Input records:
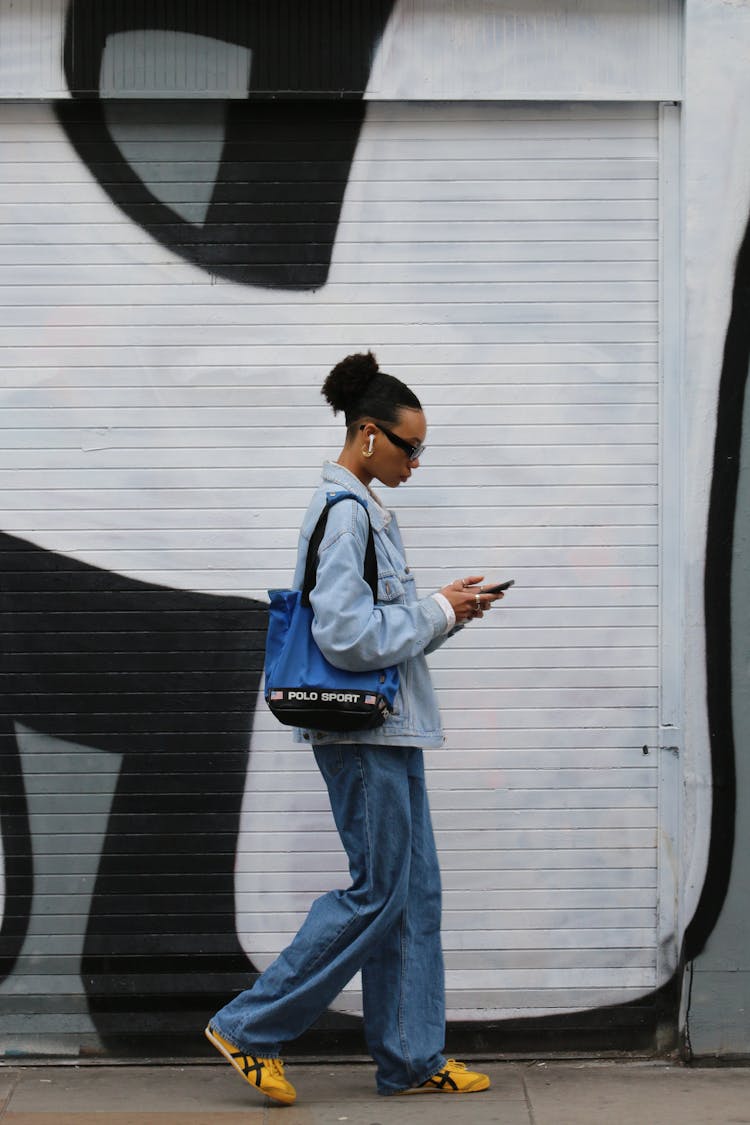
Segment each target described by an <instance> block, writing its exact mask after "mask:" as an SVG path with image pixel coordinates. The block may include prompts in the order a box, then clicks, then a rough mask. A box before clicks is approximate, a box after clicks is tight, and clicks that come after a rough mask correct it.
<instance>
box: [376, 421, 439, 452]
mask: <svg viewBox="0 0 750 1125" xmlns="http://www.w3.org/2000/svg"><path fill="white" fill-rule="evenodd" d="M372 424H373V425H377V426H378V429H379V430H380V431H381V432H382V433H385V434H386V436H387V438H388V441H389V442H390V443H391V444H392V445H396V447H397V448H398V449H401V450H404V452H405V453H406V456H407V457H408V459H409V460H410V461H417V460H418V459H419V458H421V457H422V454H423V453H424V451H425V449H426V448H427V447H426V445H425V443H424V442H422V444H421V445H410V444H409V442H408V441H406V440H405V439H404V438H399V436H398V434H397V433H394V432H392V430H389V429H388V427H387V426H385V425H383V424H382V423H381V422H373V423H372ZM365 425H367V423H362V425H361V426H360V430H364V426H365Z"/></svg>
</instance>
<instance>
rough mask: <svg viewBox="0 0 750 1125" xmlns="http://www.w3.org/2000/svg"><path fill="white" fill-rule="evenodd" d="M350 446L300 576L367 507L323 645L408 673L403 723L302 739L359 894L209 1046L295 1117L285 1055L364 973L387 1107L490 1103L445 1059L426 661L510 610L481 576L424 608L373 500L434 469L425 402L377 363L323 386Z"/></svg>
mask: <svg viewBox="0 0 750 1125" xmlns="http://www.w3.org/2000/svg"><path fill="white" fill-rule="evenodd" d="M323 394H324V396H325V398H326V400H327V402H328V403H329V405H331V406H332V407H333V411H334V413H335V414H336V413H338V412H340V411H343V413H344V417H345V422H346V439H345V442H344V447H343V449H342V451H341V454H340V457H338V459H337V460H336V461H335V462H326V463H325V466H324V468H323V478H322V481H320V484H319V486H318V488H317V490H316V493H315V494H314V496H313V499H311V503H310V505H309V508H308V511H307V514H306V515H305V519H304V521H302V526H301V531H300V539H299V550H298V558H297V569H296V574H295V586H296V588H301V585H302V580H304V574H305V560H306V557H307V547H308V542H309V538H310V534H311V532H313V529H314V528H315V525H316V523H317V521H318V516H319V515H320V512H322V511H323V508H324V507H325V504H326V496H327V495H328V494H331V493H337V492H342V490H345V492H352V493H354V494H355V495H356V496H358V497H360V498H361V499H362V501H364V503H365V505H367V511H365V508H364V507H363V506H362V504H360V503H358V502H356V501H354V499H351V501H350V499H343V501H341V502H340V503H337V504H335V505H333V506H332V507H331V510H329V514H328V521H327V524H326V531H325V534H324V538H323V541H322V543H320V549H319V552H318V565H317V576H316V585H315V588H314V589H313V592H311V594H310V604H311V606H313V611H314V627H313V632H314V636H315V640H316V642H317V645H318V647H319V648H320V650H322V651H323V654H324V656H325V657H326V658H327V659H328V660H329V661H331V663H332V664H334V665H335V666H336V667H341V668H347V669H351V670H361V669H367V668H381V667H383V666H386V665H391V664H396V665H398V669H399V676H400V686H399V692H398V696H397V699H396V704H395V706H394V710H392V713H391V714H390V715H389V717H388V718H387V719H386V721H385V723H383V724H382V726H380V727H378V728H377V729H373V730H367V731H356V732H351V733H345V735H344V733H341V732H337V733H325V732H322V731H311V730H304V731H295V737H296V739H297V740H299V741H305V742H308V744H310V745H311V747H313V751H314V754H315V758H316V762H317V765H318V767H319V769H320V773H322V774H323V777H324V778H325V782H326V785H327V789H328V794H329V798H331V807H332V810H333V816H334V820H335V822H336V828H337V829H338V834H340V836H341V840H342V844H343V846H344V848H345V849H346V854H347V857H349V865H350V872H351V876H352V883H351V885H350V886H349V888H347V889H346V890H344V891H331V892H328V893H327V894H324V895H323V897H322V898H319V899H317V900H316V901H315V902H314V903H313V907H311V909H310V911H309V913H308V916H307V918H306V920H305V921H304V924H302V926H301V928H300V930H299V933H298V934H297V936H296V937H295V938H293V940H292V942H291V945H289V946H288V948H286V949H284V951H283V952H282V953H281V954H280V955H279V957H278V958H277V960H275V961H274V962H273V964H272V965H270V966H269V969H266V971H265V972H264V973H262V975H261V976H260V978H259V980H257V981H256V982H255V984H254V985H253V988H252V989H249V990H247V991H244V992H241V993H240V994H238V996H236V997H235V998H234V999H233V1000H231V1001H229V1002H228V1003H227V1005H226V1007H224V1008H222V1009H220V1010H219V1011H218V1012H217V1014H216V1015H215V1016H214V1018H213V1019H211V1020H210V1023H209V1025H208V1027H207V1028H206V1036H207V1037H208V1039H209V1041H210V1043H213V1044H214V1046H215V1047H216V1048H217V1050H218V1051H220V1053H222V1054H223V1055H224V1056H225V1057H226V1059H227V1060H228V1061H229V1062H231V1063H232V1065H233V1066H234V1068H235V1069H236V1070H237V1071H240V1073H241V1074H242V1075H243V1077H244V1078H245V1079H246V1080H247V1081H249V1082H250V1083H251V1086H254V1087H255V1088H256V1089H259V1090H260V1091H261V1092H263V1093H265V1095H268V1096H269V1097H270V1098H273V1099H274V1100H275V1101H280V1102H286V1104H290V1102H292V1101H293V1100H295V1098H296V1091H295V1088H293V1086H292V1084H291V1083H290V1082H289V1080H288V1079H287V1078H286V1077H284V1071H283V1063H282V1062H281V1059H280V1054H281V1052H282V1048H283V1046H284V1044H287V1043H289V1042H290V1041H291V1039H293V1038H296V1037H297V1036H299V1035H300V1034H301V1033H302V1032H305V1030H306V1029H307V1028H308V1027H309V1026H310V1025H311V1024H313V1023H314V1021H315V1020H316V1019H317V1018H318V1016H320V1015H322V1014H323V1012H324V1011H325V1010H326V1008H327V1007H328V1006H329V1005H331V1003H332V1002H333V1000H334V999H335V997H336V996H337V994H338V992H341V990H342V989H343V988H344V985H345V984H346V983H347V982H349V981H350V980H351V979H352V978H353V976H354V974H355V973H356V972H358V971H360V970H361V972H362V1001H363V1016H364V1032H365V1036H367V1042H368V1047H369V1050H370V1053H371V1054H372V1057H373V1059H374V1061H376V1064H377V1074H376V1080H377V1087H378V1092H379V1093H383V1095H394V1093H405V1092H410V1091H413V1090H433V1091H439V1092H451V1093H471V1092H476V1091H479V1090H486V1089H487V1088H488V1087H489V1079H488V1078H487V1075H486V1074H480V1073H478V1072H476V1071H470V1070H468V1069H467V1066H466V1065H464V1064H463V1063H459V1062H455V1061H454V1060H446V1059H445V1056H444V1055H443V1053H442V1052H443V1045H444V1035H445V993H444V970H443V954H442V947H441V936H440V927H441V885H440V868H439V863H437V854H436V850H435V843H434V838H433V831H432V825H431V819H430V808H428V803H427V793H426V787H425V776H424V764H423V755H422V751H423V749H424V748H430V747H437V746H441V745H442V741H443V733H442V729H441V723H440V715H439V711H437V703H436V700H435V694H434V690H433V686H432V682H431V678H430V670H428V667H427V663H426V659H425V654H428V652H430V651H432V650H433V649H435V648H437V647H439V646H440V645H441V643H442V642H443V641H444V640H445V639H446V638H448V637H450V636H451V634H452V633H453V632H454V631H455V630H457V629H458V628H460V627H462V625H463V624H466V623H467V622H468V621H471V620H473V619H476V618H481V616H482V614H484V613H485V612H486V611H487V610H488V609H489V607H490V605H491V603H493V602H494V601H495V600H496V598H497V597H501V596H503V595H501V594H491V593H488V592H482V589H481V587H480V586H479V583H480V582H481V580H482V576H479V575H472V576H469V577H467V578H457V579H455V582H453V583H451V584H450V585H449V586H445V587H443V589H441V591H439V592H436V593H434V594H431V595H430V596H427V597H424V598H419V597H417V594H416V589H415V583H414V577H413V575H412V573H410V570H409V567H408V566H407V564H406V559H405V557H404V546H403V542H401V537H400V534H399V531H398V525H397V522H396V516H395V515H394V513H392V512H390V511H388V510H386V508H385V507H383V506H382V505H381V504H380V502H379V501H378V498H377V497H376V495H374V494H373V493H372V492H371V489H370V484H371V481H372V480H373V479H374V478H377V479H378V480H380V481H382V484H385V485H387V486H388V487H396V486H398V485H400V484H405V483H406V481H407V480H408V479H409V477H410V476H412V474H413V472H414V471H415V469H417V468H418V467H419V458H421V456H422V453H423V451H424V441H425V435H426V420H425V415H424V412H423V409H422V406H421V404H419V400H418V398H417V397H416V395H414V393H413V391H412V390H409V388H408V387H407V386H406V385H405V384H404V382H401V381H400V380H399V379H396V378H395V377H394V376H391V375H387V373H386V372H385V371H381V370H380V369H379V368H378V363H377V361H376V359H374V357H373V355H372V353H371V352H369V353H367V354H363V355H349V357H347V358H346V359H344V360H342V362H341V363H338V364H337V366H336V367H335V368H334V369H333V371H332V372H331V375H329V376H328V377H327V379H326V380H325V382H324V385H323ZM368 515H369V521H370V524H371V526H372V531H373V535H374V543H376V556H377V561H378V600H377V602H373V597H372V591H371V588H370V585H369V584H368V583H367V580H365V579H364V577H363V568H364V553H365V547H367V541H368V531H369V529H368Z"/></svg>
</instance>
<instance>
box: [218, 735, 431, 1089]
mask: <svg viewBox="0 0 750 1125" xmlns="http://www.w3.org/2000/svg"><path fill="white" fill-rule="evenodd" d="M315 757H316V760H317V764H318V767H319V769H320V772H322V774H323V776H324V778H325V782H326V785H327V787H328V794H329V798H331V807H332V810H333V814H334V820H335V822H336V827H337V829H338V834H340V836H341V839H342V843H343V845H344V847H345V849H346V854H347V856H349V867H350V874H351V879H352V882H351V885H350V886H349V888H347V889H346V890H342V891H329V892H328V893H327V894H324V895H322V897H320V898H319V899H316V901H315V902H314V903H313V906H311V908H310V911H309V913H308V916H307V918H306V919H305V921H304V922H302V926H301V928H300V930H299V933H298V934H297V936H296V937H295V938H293V940H292V943H291V945H289V946H288V947H287V948H286V949H284V951H283V952H282V953H281V954H280V955H279V956H278V957H277V960H275V961H274V962H273V964H271V965H270V966H269V967H268V969H266V970H265V972H264V973H263V974H262V975H261V976H260V978H259V979H257V981H256V982H255V984H254V985H253V988H252V989H249V990H247V991H245V992H241V993H240V994H238V996H237V997H235V998H234V999H233V1000H231V1001H229V1003H227V1005H226V1007H224V1008H222V1009H220V1010H219V1011H218V1012H217V1014H216V1016H215V1017H214V1018H213V1019H211V1027H213V1028H214V1029H215V1030H217V1032H218V1033H219V1034H220V1035H222V1036H224V1038H226V1039H227V1041H228V1042H229V1043H233V1044H234V1045H235V1047H236V1048H237V1050H240V1051H243V1052H247V1053H252V1054H255V1055H259V1056H261V1057H271V1059H272V1057H277V1056H278V1055H279V1054H280V1053H281V1048H282V1045H283V1044H284V1043H288V1042H289V1041H290V1039H293V1038H296V1037H297V1036H298V1035H300V1034H301V1033H302V1032H305V1030H306V1029H307V1028H308V1027H309V1026H310V1025H311V1024H313V1023H314V1021H315V1020H316V1019H317V1018H318V1016H320V1015H322V1014H323V1012H324V1011H325V1009H326V1008H327V1007H328V1006H329V1005H331V1003H332V1002H333V1000H334V999H335V997H336V996H337V994H338V992H341V990H342V989H343V987H344V985H345V984H346V983H347V982H349V981H350V980H351V979H352V976H354V974H355V973H356V972H358V971H359V970H361V971H362V997H363V1011H364V1032H365V1036H367V1042H368V1047H369V1050H370V1053H371V1054H372V1057H373V1059H374V1061H376V1063H377V1068H378V1069H377V1083H378V1090H379V1092H380V1093H395V1092H397V1091H398V1090H404V1089H407V1088H408V1087H412V1086H418V1084H419V1083H421V1082H424V1081H426V1079H427V1078H431V1077H432V1075H433V1074H434V1073H436V1071H439V1070H440V1069H441V1068H442V1066H443V1064H444V1062H445V1059H444V1055H443V1054H442V1050H443V1044H444V1034H445V993H444V971H443V953H442V946H441V936H440V925H441V886H440V868H439V863H437V854H436V850H435V841H434V836H433V830H432V823H431V819H430V805H428V801H427V792H426V787H425V776H424V762H423V755H422V750H421V749H416V748H414V747H404V746H392V747H389V746H374V745H363V744H355V745H345V744H336V745H326V746H318V747H316V748H315Z"/></svg>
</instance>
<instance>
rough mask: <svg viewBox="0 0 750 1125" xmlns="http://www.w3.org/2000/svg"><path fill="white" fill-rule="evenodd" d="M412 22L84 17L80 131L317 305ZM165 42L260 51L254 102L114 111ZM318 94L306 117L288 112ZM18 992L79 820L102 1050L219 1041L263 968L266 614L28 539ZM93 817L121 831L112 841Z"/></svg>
mask: <svg viewBox="0 0 750 1125" xmlns="http://www.w3.org/2000/svg"><path fill="white" fill-rule="evenodd" d="M391 7H392V3H391V2H379V0H374V2H373V0H367V2H359V0H356V2H351V0H311V2H309V3H306V4H299V3H290V2H284V0H259V2H254V3H246V2H227V0H213V2H211V3H205V2H198V3H196V2H184V0H181V2H178V0H161V2H160V3H157V4H154V3H151V2H132V0H128V2H112V3H107V4H101V3H100V2H98V0H75V2H73V3H71V6H70V9H69V16H67V22H66V36H65V47H64V61H65V73H66V77H67V81H69V84H70V89H71V93H72V99H71V100H70V101H64V102H60V104H58V105H57V106H56V111H57V116H58V119H60V122H61V124H62V126H63V128H64V129H65V131H66V133H67V136H69V138H70V140H71V142H72V144H73V146H74V147H75V150H76V152H78V153H79V155H80V158H81V160H82V162H83V163H84V164H85V167H87V168H89V169H90V171H91V172H92V173H93V176H94V177H96V178H97V180H98V181H99V183H100V185H101V187H102V188H103V190H105V191H106V192H107V195H108V196H109V197H110V198H111V199H112V201H114V203H115V204H116V205H117V206H118V207H119V208H120V209H121V210H123V212H124V213H125V214H126V215H127V216H128V217H129V218H130V219H132V221H133V222H134V223H136V224H137V225H138V226H139V227H142V228H143V230H145V231H146V232H147V233H148V234H150V235H151V236H152V237H153V239H155V240H156V241H157V242H160V243H162V244H164V245H165V246H168V248H169V249H170V250H171V251H172V252H174V253H177V254H179V255H180V257H182V258H184V259H186V260H188V261H190V262H195V263H197V264H198V266H200V267H201V268H202V269H204V270H206V271H208V272H209V273H211V275H215V276H220V277H224V278H228V279H231V280H233V281H236V282H241V284H245V285H250V284H252V285H254V286H262V287H282V288H289V289H309V288H315V287H316V286H319V285H323V284H324V282H325V280H326V277H327V272H328V267H329V262H331V254H332V249H333V245H334V242H335V239H336V231H337V223H338V217H340V212H341V205H342V199H343V194H344V189H345V187H346V183H347V180H349V172H350V167H351V161H352V158H353V153H354V149H355V145H356V141H358V137H359V132H360V126H361V123H362V119H363V113H364V107H363V104H362V93H363V90H364V88H365V86H367V81H368V75H369V70H370V64H371V61H372V56H373V53H374V48H376V46H377V43H378V39H379V37H380V35H381V33H382V28H383V26H385V22H386V20H387V18H388V15H389V12H390V9H391ZM163 29H168V30H171V31H175V30H177V31H186V33H189V34H191V35H201V36H205V37H210V38H215V39H217V40H222V42H225V43H231V44H241V45H243V46H246V47H247V48H249V50H250V51H251V52H252V68H251V71H250V75H249V87H247V95H249V97H247V100H244V101H243V100H232V101H231V100H220V101H218V102H202V104H197V102H195V101H182V102H169V104H166V102H163V101H161V102H160V101H155V102H152V104H144V102H138V101H107V102H106V101H105V100H102V99H101V98H100V88H99V84H100V78H101V72H102V60H103V57H105V52H106V51H107V50H108V47H109V45H111V44H112V43H114V42H116V37H117V36H118V35H119V34H121V33H127V31H133V30H138V31H143V33H148V31H150V30H153V31H159V30H163ZM289 37H291V38H292V39H295V37H298V39H299V50H298V51H289V50H288V40H289ZM342 44H344V45H345V46H346V51H342V50H341V46H342ZM284 45H286V46H284ZM300 90H304V91H305V92H306V95H307V96H308V97H307V99H306V100H305V101H300V100H299V99H298V98H295V99H293V100H287V98H288V96H289V95H298V93H299V91H300ZM316 93H320V95H322V97H320V98H318V99H315V97H313V99H310V97H309V96H310V95H313V96H315V95H316ZM332 93H337V95H338V97H336V98H332V97H331V95H332ZM259 95H260V96H262V97H260V99H259V98H257V97H255V96H259ZM342 95H343V97H342ZM265 96H273V98H275V99H277V100H272V98H271V97H265ZM323 96H325V97H323ZM251 97H254V100H250V99H251ZM186 127H187V135H186ZM170 144H172V145H175V146H177V149H174V151H173V152H172V158H170V153H169V146H170ZM170 159H173V161H174V162H175V163H177V164H179V169H178V170H177V177H178V180H179V189H178V194H179V198H169V197H168V196H166V195H165V192H168V191H169V188H166V187H165V183H164V177H163V176H162V177H161V179H160V172H159V170H160V169H161V171H162V173H163V170H164V168H166V169H168V172H169V173H170V174H171V172H172V171H173V169H171V168H170ZM208 173H210V174H208ZM166 179H168V181H169V176H168V178H166ZM0 570H1V573H2V593H1V595H0V596H1V603H0V612H1V622H0V623H1V638H2V650H1V656H0V658H1V660H2V665H1V670H0V676H1V677H2V685H3V691H2V710H1V714H2V719H1V720H0V722H1V724H2V732H1V735H0V755H1V759H2V760H1V772H2V778H3V783H2V792H1V794H0V820H1V823H2V830H3V857H4V868H6V910H4V917H3V924H2V931H1V933H0V974H1V975H3V976H8V975H9V974H11V973H13V971H16V972H18V971H19V958H22V956H24V951H25V948H28V939H29V935H30V934H34V933H36V930H35V927H36V928H37V929H38V928H39V924H38V919H36V918H35V912H34V911H35V908H34V903H35V889H36V888H35V884H38V883H39V881H40V877H43V879H44V880H46V881H47V882H48V883H49V885H57V884H55V880H60V879H61V874H60V871H61V867H62V866H64V865H63V864H55V863H54V861H53V859H52V858H51V857H49V848H51V847H54V846H55V845H54V844H49V841H48V840H47V841H46V843H45V840H44V839H43V838H42V836H40V834H39V830H38V828H39V825H42V823H43V822H44V819H45V818H46V819H47V820H48V819H49V818H51V817H53V818H54V817H55V816H56V814H57V813H58V814H60V816H61V817H62V818H63V821H64V823H63V822H62V821H61V823H63V827H62V828H61V825H60V823H57V821H55V823H56V825H57V830H58V831H57V834H58V839H62V838H63V837H64V836H65V832H67V834H69V835H70V834H73V836H74V838H73V837H71V843H70V845H69V847H70V849H71V853H73V850H74V849H75V848H78V849H79V852H80V850H81V849H82V850H84V852H85V850H87V849H91V848H96V847H99V846H100V848H101V850H100V854H98V855H96V856H92V861H91V864H90V868H91V871H92V872H96V881H94V883H93V886H92V890H91V895H90V908H89V910H88V918H87V917H83V918H82V920H81V921H80V925H81V926H83V927H84V933H83V934H82V935H81V949H80V954H81V956H80V976H81V980H82V982H83V988H84V990H85V994H87V1001H88V1010H89V1012H90V1015H91V1018H92V1019H93V1024H94V1027H96V1030H97V1034H98V1036H99V1038H100V1041H101V1042H102V1043H103V1044H105V1045H106V1046H107V1047H108V1048H110V1050H112V1051H116V1050H124V1048H125V1050H133V1048H136V1050H137V1048H138V1047H142V1046H143V1042H142V1041H141V1039H139V1036H145V1042H147V1044H148V1046H147V1050H148V1051H150V1052H153V1051H154V1050H155V1038H154V1036H155V1034H156V1033H159V1035H163V1034H164V1033H165V1032H166V1030H168V1029H170V1028H173V1029H177V1028H181V1029H184V1027H186V1026H188V1027H190V1028H191V1030H193V1032H195V1028H196V1027H198V1028H200V1026H201V1024H202V1021H204V1020H205V1018H206V1016H207V1015H208V1014H210V1011H211V1010H213V1008H214V1007H215V1006H216V1005H217V1003H218V1002H219V1000H222V1001H223V1000H225V999H226V996H227V993H228V992H229V991H231V990H232V989H233V988H243V987H246V984H247V979H249V976H247V974H249V972H250V973H252V972H253V965H252V963H250V961H249V960H247V957H246V956H245V954H244V952H243V949H242V947H241V945H240V942H238V938H237V934H236V921H235V904H234V866H235V850H236V844H237V836H238V828H240V812H241V803H242V796H243V792H244V784H245V776H246V767H247V754H249V746H250V733H251V728H252V718H253V710H254V705H255V697H256V692H257V688H259V683H260V676H261V670H262V652H263V641H264V629H265V607H264V606H263V605H261V604H260V603H255V602H253V601H249V600H246V598H242V597H222V596H211V595H208V594H199V593H191V592H182V591H177V589H169V588H164V587H160V586H155V585H150V584H147V583H142V582H136V580H132V579H128V578H125V577H123V576H120V575H118V574H111V573H109V571H107V570H101V569H98V568H96V567H92V566H88V565H85V564H82V562H76V561H75V560H73V559H71V558H69V557H66V556H65V555H57V553H54V552H52V551H46V550H42V549H39V548H37V547H35V546H34V544H33V543H29V542H26V541H24V540H22V539H17V538H13V537H10V535H1V537H0ZM45 739H53V740H55V741H62V742H63V744H64V746H66V747H67V749H66V750H65V756H66V757H69V758H70V759H71V760H73V759H74V758H75V757H76V755H78V758H79V759H80V767H79V768H80V772H81V777H82V783H81V796H80V800H79V801H78V803H75V804H74V805H71V808H74V809H75V810H76V811H75V812H74V813H70V814H69V813H66V812H65V809H66V808H67V807H66V805H65V804H64V800H65V794H61V793H55V792H54V787H55V786H54V778H53V780H52V781H51V780H49V777H44V778H43V780H39V778H38V777H37V774H36V771H37V769H44V768H45V763H46V765H47V768H48V771H49V774H51V776H52V775H53V774H54V769H55V764H54V762H52V760H47V759H51V758H52V757H53V756H54V755H53V753H52V749H51V745H52V744H47V742H45ZM35 740H36V741H35ZM29 746H30V747H31V748H33V750H34V753H25V748H26V749H27V750H28V747H29ZM39 747H40V749H39ZM47 751H48V753H47ZM91 751H93V754H94V755H102V756H105V757H106V758H107V760H108V763H109V765H108V766H107V768H103V769H101V771H98V769H97V768H96V762H97V758H96V757H92V756H91ZM92 771H93V772H92ZM105 782H106V785H109V786H110V787H111V793H109V794H108V795H107V794H105V787H106V785H105ZM69 784H70V780H69ZM106 795H107V800H105V796H106ZM109 802H111V803H109ZM105 807H106V808H105ZM102 809H105V811H103V812H102ZM55 810H57V813H55ZM61 810H63V811H61ZM75 817H78V818H79V820H78V821H76V825H75V830H74V828H73V827H71V820H72V819H74V818H75ZM65 818H67V819H65ZM97 818H98V819H97ZM94 821H96V822H97V823H98V822H101V823H102V825H103V828H102V830H101V840H100V841H99V843H96V844H94V840H96V839H97V834H96V831H94V830H93V828H91V827H89V826H91V825H93V823H94ZM35 826H36V828H35ZM45 848H46V849H47V850H46V853H45V852H44V849H45ZM35 849H36V854H35ZM60 885H61V888H62V889H63V890H65V885H66V884H65V883H64V881H63V882H62V883H60ZM73 936H74V935H73ZM71 940H72V938H71ZM69 944H70V943H69ZM74 944H75V943H74V942H73V945H74ZM71 947H72V946H71ZM45 948H46V946H45ZM61 956H63V955H61ZM27 960H33V958H30V957H27ZM63 961H64V956H63ZM69 961H75V957H73V956H69ZM22 971H28V970H27V966H22ZM43 987H44V985H43V984H42V985H40V988H43ZM193 1008H196V1009H197V1011H192V1009H193ZM188 1009H190V1012H191V1014H190V1015H189V1016H187V1015H186V1011H187V1010H188ZM134 1012H137V1014H138V1017H137V1020H135V1021H134V1020H133V1015H134ZM170 1050H171V1048H170Z"/></svg>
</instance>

The problem:
A single number is the answer: the count of lines in the material above that contain "rough".

Final answer:
3